Data for the task START

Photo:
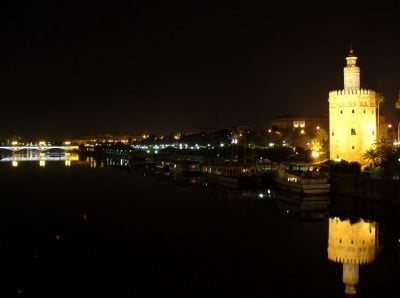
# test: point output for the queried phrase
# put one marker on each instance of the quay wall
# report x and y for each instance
(383, 190)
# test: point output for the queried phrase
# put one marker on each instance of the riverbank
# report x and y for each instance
(361, 186)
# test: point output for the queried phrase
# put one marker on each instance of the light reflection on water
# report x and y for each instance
(349, 243)
(41, 157)
(352, 244)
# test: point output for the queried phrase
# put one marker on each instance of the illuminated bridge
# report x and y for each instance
(38, 148)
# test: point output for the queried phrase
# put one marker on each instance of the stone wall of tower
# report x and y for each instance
(352, 123)
(351, 78)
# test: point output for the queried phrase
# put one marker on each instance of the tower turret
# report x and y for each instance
(351, 72)
(353, 116)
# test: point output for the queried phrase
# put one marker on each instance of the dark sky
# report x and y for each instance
(71, 69)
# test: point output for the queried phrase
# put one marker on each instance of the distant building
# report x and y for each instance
(353, 116)
(299, 122)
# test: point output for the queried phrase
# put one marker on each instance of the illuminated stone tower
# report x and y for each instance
(351, 244)
(353, 116)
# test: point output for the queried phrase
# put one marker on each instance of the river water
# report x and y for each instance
(100, 229)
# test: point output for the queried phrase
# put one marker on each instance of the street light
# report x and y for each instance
(390, 126)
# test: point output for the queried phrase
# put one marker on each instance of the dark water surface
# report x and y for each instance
(112, 232)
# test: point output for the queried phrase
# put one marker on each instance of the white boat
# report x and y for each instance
(230, 174)
(304, 178)
(185, 168)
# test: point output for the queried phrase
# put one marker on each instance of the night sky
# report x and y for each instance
(72, 69)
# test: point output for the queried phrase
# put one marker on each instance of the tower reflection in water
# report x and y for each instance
(352, 244)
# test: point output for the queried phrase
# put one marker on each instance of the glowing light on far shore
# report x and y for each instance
(315, 154)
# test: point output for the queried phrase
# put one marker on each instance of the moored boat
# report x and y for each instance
(231, 174)
(185, 168)
(304, 178)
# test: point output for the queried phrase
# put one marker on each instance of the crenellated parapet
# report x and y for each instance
(352, 92)
(353, 98)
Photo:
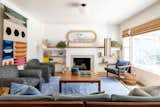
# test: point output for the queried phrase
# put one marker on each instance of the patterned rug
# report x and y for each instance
(108, 84)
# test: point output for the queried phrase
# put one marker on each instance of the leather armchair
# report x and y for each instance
(9, 74)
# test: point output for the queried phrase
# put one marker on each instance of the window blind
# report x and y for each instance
(146, 27)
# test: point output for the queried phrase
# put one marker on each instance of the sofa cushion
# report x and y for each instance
(98, 98)
(120, 98)
(68, 98)
(25, 98)
(4, 90)
(138, 92)
(30, 81)
(152, 90)
(9, 71)
(21, 89)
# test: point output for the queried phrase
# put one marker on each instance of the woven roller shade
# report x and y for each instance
(125, 33)
(146, 27)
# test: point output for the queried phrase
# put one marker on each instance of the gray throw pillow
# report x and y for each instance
(152, 90)
(21, 89)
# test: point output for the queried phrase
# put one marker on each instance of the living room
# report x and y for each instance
(76, 50)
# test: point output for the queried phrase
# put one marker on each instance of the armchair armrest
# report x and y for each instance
(37, 73)
(127, 66)
(6, 82)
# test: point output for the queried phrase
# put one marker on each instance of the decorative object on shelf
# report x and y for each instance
(61, 44)
(107, 47)
(99, 54)
(81, 36)
(116, 44)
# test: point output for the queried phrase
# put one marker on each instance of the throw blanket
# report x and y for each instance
(146, 91)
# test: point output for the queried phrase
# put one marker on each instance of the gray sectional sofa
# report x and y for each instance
(83, 98)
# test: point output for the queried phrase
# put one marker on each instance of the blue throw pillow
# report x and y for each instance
(21, 89)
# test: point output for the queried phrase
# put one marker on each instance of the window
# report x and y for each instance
(146, 51)
(126, 48)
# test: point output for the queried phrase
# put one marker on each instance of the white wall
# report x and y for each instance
(153, 12)
(57, 32)
(35, 32)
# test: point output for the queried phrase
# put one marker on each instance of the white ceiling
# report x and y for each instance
(97, 11)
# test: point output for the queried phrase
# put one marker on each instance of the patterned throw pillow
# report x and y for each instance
(21, 89)
(4, 90)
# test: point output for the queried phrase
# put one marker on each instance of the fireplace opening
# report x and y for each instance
(82, 63)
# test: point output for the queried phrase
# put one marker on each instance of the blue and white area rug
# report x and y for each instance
(108, 84)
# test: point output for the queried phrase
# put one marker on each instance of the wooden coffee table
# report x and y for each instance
(67, 77)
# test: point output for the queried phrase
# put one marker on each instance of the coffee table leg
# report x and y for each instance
(60, 87)
(99, 86)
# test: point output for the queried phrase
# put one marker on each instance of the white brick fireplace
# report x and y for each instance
(72, 53)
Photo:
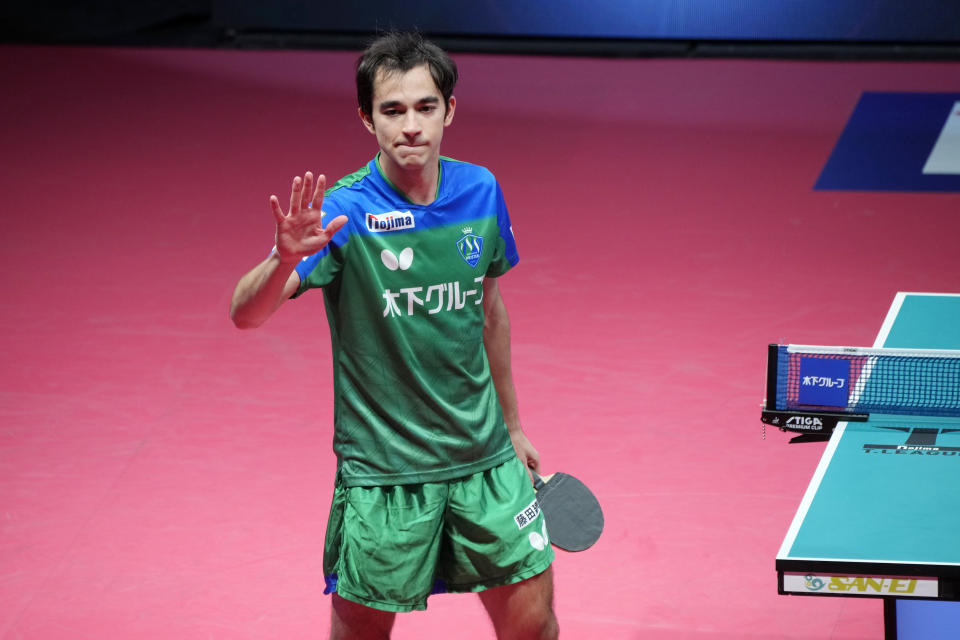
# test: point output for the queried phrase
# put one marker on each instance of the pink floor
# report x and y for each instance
(164, 475)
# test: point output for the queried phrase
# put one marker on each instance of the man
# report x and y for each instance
(432, 492)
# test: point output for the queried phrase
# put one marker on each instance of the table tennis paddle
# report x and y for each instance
(573, 514)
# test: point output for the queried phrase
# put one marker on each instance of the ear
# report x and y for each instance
(448, 118)
(367, 120)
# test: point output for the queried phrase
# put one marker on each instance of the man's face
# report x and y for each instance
(408, 118)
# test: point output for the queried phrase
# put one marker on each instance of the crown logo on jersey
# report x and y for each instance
(470, 247)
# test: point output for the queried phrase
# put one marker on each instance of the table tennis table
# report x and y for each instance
(881, 516)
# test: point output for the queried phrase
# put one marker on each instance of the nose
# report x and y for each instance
(411, 123)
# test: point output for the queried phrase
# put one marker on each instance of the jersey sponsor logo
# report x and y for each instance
(390, 221)
(445, 296)
(527, 515)
(470, 247)
(394, 262)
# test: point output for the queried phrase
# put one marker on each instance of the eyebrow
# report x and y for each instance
(396, 103)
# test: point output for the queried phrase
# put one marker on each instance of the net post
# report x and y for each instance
(773, 353)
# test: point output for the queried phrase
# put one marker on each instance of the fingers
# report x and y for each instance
(318, 194)
(307, 192)
(275, 208)
(295, 196)
(335, 225)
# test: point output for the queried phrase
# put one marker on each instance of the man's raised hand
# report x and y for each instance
(300, 232)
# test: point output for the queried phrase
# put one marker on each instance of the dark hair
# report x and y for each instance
(400, 51)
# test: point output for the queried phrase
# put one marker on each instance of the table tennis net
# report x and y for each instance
(864, 380)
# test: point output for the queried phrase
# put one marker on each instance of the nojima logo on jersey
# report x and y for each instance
(391, 221)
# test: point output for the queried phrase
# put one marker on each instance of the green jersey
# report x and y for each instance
(414, 401)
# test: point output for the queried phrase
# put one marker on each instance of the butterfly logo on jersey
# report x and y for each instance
(470, 247)
(394, 262)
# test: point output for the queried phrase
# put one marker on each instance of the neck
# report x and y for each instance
(419, 187)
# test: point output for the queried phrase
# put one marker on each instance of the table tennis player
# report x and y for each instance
(431, 492)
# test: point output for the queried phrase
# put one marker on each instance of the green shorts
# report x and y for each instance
(391, 547)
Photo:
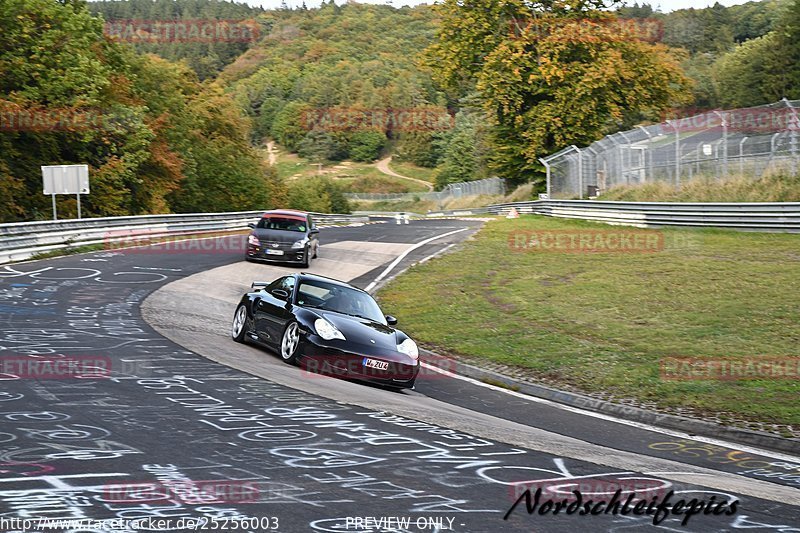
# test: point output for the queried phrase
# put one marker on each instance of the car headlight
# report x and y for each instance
(326, 330)
(409, 348)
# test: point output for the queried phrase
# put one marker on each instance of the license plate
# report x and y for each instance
(374, 363)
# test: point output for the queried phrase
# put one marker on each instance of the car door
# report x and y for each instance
(270, 311)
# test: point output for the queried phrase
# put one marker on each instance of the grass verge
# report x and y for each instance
(774, 188)
(602, 322)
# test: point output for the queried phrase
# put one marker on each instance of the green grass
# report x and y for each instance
(412, 171)
(601, 322)
(353, 176)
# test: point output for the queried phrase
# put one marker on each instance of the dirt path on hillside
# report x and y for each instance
(383, 166)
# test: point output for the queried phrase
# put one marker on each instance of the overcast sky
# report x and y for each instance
(664, 5)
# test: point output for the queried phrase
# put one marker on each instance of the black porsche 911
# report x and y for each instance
(329, 327)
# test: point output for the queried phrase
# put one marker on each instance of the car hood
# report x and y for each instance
(361, 330)
(274, 235)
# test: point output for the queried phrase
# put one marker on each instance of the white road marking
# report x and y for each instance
(404, 254)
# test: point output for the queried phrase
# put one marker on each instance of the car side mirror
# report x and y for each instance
(280, 294)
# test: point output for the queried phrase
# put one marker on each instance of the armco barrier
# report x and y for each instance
(767, 216)
(22, 240)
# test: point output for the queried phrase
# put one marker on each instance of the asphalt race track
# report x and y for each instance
(189, 425)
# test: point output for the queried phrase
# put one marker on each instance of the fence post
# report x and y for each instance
(674, 125)
(793, 135)
(741, 155)
(547, 170)
(627, 171)
(724, 142)
(648, 172)
(580, 172)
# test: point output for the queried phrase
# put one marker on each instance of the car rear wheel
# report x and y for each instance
(290, 342)
(239, 326)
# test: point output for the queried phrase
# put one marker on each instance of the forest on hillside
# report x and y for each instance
(472, 90)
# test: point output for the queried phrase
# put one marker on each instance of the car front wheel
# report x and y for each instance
(239, 326)
(290, 342)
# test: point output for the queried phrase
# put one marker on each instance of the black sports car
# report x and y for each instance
(328, 326)
(285, 236)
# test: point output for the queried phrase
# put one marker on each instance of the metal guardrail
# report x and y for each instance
(22, 240)
(767, 216)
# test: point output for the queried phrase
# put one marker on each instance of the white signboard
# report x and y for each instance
(65, 179)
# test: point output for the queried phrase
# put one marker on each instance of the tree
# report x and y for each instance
(554, 78)
(291, 124)
(366, 145)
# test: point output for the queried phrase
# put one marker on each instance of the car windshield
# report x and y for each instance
(334, 297)
(282, 223)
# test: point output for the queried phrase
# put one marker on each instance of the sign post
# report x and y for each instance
(65, 179)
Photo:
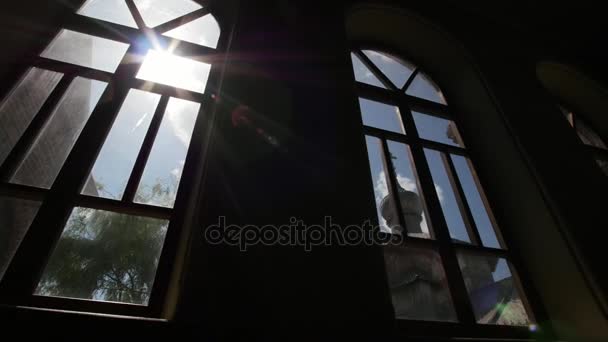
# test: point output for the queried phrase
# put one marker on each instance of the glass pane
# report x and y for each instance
(202, 31)
(493, 290)
(418, 284)
(396, 71)
(424, 88)
(44, 160)
(166, 68)
(163, 171)
(115, 162)
(380, 115)
(480, 212)
(412, 201)
(587, 134)
(363, 74)
(603, 164)
(86, 50)
(156, 12)
(384, 203)
(105, 256)
(16, 216)
(447, 198)
(114, 11)
(437, 129)
(22, 104)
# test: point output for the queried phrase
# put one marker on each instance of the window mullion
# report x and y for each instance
(461, 200)
(393, 187)
(460, 297)
(410, 80)
(375, 70)
(13, 160)
(144, 152)
(22, 276)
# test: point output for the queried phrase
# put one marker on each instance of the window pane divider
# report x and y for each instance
(441, 147)
(375, 70)
(183, 20)
(27, 140)
(22, 192)
(458, 291)
(461, 199)
(71, 69)
(374, 93)
(45, 230)
(136, 209)
(139, 20)
(392, 184)
(410, 80)
(383, 134)
(144, 151)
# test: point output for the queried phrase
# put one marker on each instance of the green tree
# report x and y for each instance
(107, 256)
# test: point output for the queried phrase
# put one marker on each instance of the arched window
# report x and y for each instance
(583, 103)
(453, 265)
(589, 137)
(97, 155)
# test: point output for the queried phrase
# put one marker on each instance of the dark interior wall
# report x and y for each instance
(289, 65)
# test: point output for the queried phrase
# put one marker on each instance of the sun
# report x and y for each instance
(164, 67)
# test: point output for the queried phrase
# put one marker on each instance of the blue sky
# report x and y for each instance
(386, 117)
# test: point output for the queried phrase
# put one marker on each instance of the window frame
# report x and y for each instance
(25, 269)
(441, 241)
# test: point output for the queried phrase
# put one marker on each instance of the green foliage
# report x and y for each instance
(105, 256)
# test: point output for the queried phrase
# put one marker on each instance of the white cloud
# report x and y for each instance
(381, 56)
(381, 191)
(139, 122)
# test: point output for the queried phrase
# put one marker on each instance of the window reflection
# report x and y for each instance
(424, 88)
(481, 213)
(418, 284)
(412, 201)
(86, 50)
(166, 68)
(52, 147)
(447, 197)
(114, 11)
(105, 256)
(202, 31)
(493, 290)
(16, 215)
(160, 180)
(114, 163)
(156, 12)
(397, 71)
(380, 115)
(22, 104)
(437, 129)
(363, 74)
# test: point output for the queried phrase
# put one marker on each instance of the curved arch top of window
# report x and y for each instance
(192, 22)
(383, 70)
(583, 102)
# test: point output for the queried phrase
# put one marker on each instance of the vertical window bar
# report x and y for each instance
(463, 206)
(139, 20)
(375, 70)
(393, 187)
(13, 160)
(486, 204)
(144, 152)
(48, 225)
(410, 80)
(458, 290)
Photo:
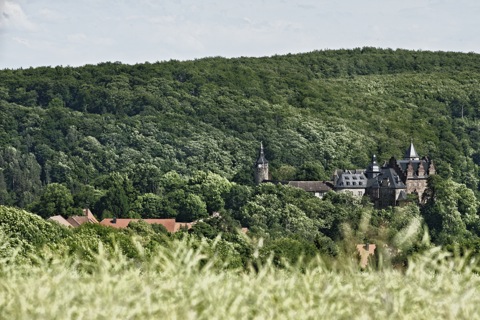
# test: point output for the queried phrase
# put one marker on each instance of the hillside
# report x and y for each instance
(178, 140)
(325, 109)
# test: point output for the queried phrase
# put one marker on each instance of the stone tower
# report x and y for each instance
(261, 167)
(373, 170)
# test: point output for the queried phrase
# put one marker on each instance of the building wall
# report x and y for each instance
(356, 192)
(261, 173)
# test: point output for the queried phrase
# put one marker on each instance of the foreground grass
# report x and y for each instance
(177, 283)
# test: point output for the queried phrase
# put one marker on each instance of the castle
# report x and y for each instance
(386, 185)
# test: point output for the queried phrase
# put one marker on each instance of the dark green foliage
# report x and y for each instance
(168, 139)
(55, 200)
(29, 232)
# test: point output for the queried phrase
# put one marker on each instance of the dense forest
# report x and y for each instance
(178, 139)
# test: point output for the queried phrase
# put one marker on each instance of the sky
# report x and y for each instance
(78, 32)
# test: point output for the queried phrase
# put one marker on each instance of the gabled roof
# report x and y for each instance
(388, 178)
(169, 224)
(61, 220)
(411, 153)
(351, 179)
(90, 216)
(77, 221)
(311, 186)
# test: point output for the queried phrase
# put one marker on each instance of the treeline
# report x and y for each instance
(178, 139)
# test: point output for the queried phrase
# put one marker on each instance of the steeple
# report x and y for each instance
(261, 167)
(411, 153)
(261, 158)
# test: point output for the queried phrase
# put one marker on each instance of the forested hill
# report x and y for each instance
(314, 112)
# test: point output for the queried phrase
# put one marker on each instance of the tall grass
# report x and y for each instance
(179, 283)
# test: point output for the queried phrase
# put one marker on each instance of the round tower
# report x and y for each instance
(261, 167)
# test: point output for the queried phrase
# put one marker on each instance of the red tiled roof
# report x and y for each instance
(181, 225)
(365, 250)
(77, 221)
(169, 224)
(61, 220)
(90, 216)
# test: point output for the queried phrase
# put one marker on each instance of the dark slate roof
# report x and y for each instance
(311, 186)
(351, 179)
(388, 178)
(402, 196)
(403, 164)
(261, 158)
(411, 153)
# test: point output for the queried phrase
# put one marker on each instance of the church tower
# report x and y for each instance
(261, 167)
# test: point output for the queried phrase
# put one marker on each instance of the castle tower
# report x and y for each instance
(373, 170)
(411, 153)
(261, 167)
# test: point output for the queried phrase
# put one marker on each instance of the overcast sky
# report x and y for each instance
(78, 32)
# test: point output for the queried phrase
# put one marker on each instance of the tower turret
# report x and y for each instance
(411, 153)
(261, 167)
(373, 169)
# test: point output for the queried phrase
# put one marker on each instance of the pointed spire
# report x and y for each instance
(261, 159)
(411, 153)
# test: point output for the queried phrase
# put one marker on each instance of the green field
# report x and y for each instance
(178, 283)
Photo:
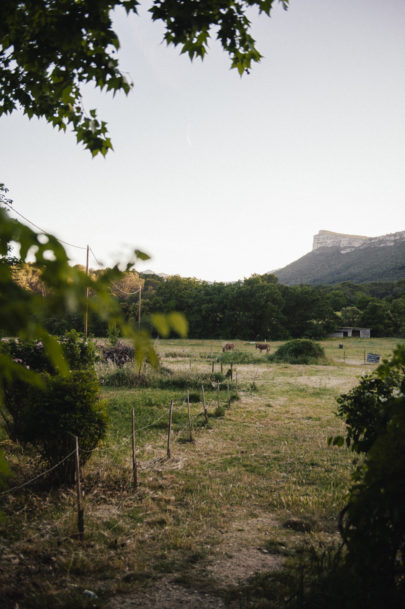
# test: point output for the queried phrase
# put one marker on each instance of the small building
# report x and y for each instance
(347, 332)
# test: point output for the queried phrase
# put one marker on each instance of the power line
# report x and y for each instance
(79, 247)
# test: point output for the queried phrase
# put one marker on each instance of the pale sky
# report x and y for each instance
(218, 177)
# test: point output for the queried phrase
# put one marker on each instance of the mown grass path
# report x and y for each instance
(252, 488)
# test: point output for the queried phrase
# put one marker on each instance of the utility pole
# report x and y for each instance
(86, 317)
(139, 307)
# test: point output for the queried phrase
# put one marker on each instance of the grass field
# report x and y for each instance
(253, 487)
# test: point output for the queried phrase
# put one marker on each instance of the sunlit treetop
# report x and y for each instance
(49, 49)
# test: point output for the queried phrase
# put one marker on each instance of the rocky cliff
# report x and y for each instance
(337, 257)
(347, 243)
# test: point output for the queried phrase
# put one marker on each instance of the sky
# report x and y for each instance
(219, 177)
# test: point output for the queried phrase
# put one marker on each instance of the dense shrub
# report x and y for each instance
(373, 522)
(299, 351)
(78, 351)
(118, 354)
(48, 414)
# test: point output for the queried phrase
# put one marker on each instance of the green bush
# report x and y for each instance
(80, 352)
(373, 522)
(48, 414)
(119, 354)
(299, 351)
(124, 377)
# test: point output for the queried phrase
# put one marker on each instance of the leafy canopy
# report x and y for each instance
(49, 49)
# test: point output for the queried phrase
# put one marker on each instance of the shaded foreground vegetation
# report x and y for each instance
(255, 490)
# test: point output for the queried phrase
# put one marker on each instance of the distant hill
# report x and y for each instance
(337, 257)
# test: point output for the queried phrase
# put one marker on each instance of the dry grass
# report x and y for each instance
(247, 492)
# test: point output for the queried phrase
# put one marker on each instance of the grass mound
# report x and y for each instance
(237, 357)
(299, 351)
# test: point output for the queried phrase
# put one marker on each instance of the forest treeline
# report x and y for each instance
(257, 308)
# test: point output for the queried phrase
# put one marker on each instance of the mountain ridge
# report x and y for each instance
(338, 257)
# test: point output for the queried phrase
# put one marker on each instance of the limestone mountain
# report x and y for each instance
(336, 257)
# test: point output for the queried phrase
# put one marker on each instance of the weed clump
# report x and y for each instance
(299, 351)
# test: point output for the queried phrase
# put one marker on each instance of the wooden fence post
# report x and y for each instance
(80, 512)
(204, 404)
(189, 416)
(134, 463)
(170, 429)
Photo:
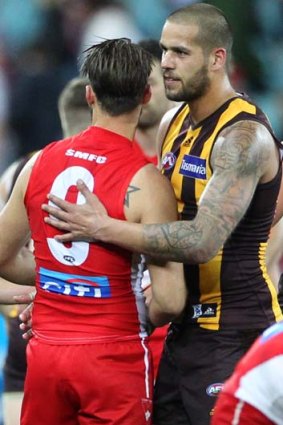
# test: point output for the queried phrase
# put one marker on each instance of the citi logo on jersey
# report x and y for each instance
(74, 285)
(168, 161)
(194, 167)
(86, 156)
(214, 389)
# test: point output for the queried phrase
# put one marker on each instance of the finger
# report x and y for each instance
(58, 224)
(28, 335)
(82, 187)
(70, 237)
(54, 211)
(25, 326)
(26, 313)
(61, 203)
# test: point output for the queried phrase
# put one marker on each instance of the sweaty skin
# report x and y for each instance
(241, 159)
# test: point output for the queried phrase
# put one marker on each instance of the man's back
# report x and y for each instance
(231, 278)
(91, 282)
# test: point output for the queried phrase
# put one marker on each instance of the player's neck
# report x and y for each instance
(146, 138)
(125, 125)
(210, 102)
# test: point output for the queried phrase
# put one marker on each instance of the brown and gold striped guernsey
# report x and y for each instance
(233, 289)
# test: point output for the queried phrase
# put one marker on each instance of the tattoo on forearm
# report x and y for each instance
(239, 158)
(131, 190)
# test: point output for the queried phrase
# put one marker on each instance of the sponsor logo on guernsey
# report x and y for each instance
(194, 167)
(86, 156)
(168, 161)
(214, 389)
(204, 310)
(74, 285)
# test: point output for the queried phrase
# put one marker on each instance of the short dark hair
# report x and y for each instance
(118, 72)
(73, 94)
(153, 47)
(214, 28)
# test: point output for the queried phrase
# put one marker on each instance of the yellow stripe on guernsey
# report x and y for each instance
(275, 304)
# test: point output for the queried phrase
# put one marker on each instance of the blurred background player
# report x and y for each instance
(253, 394)
(75, 116)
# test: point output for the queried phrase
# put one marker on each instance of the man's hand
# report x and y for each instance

Data for the task END

● Exercise description: In how many lines of the entries does "gray" appear? Reply with only the number.

● Response to the exercise: 2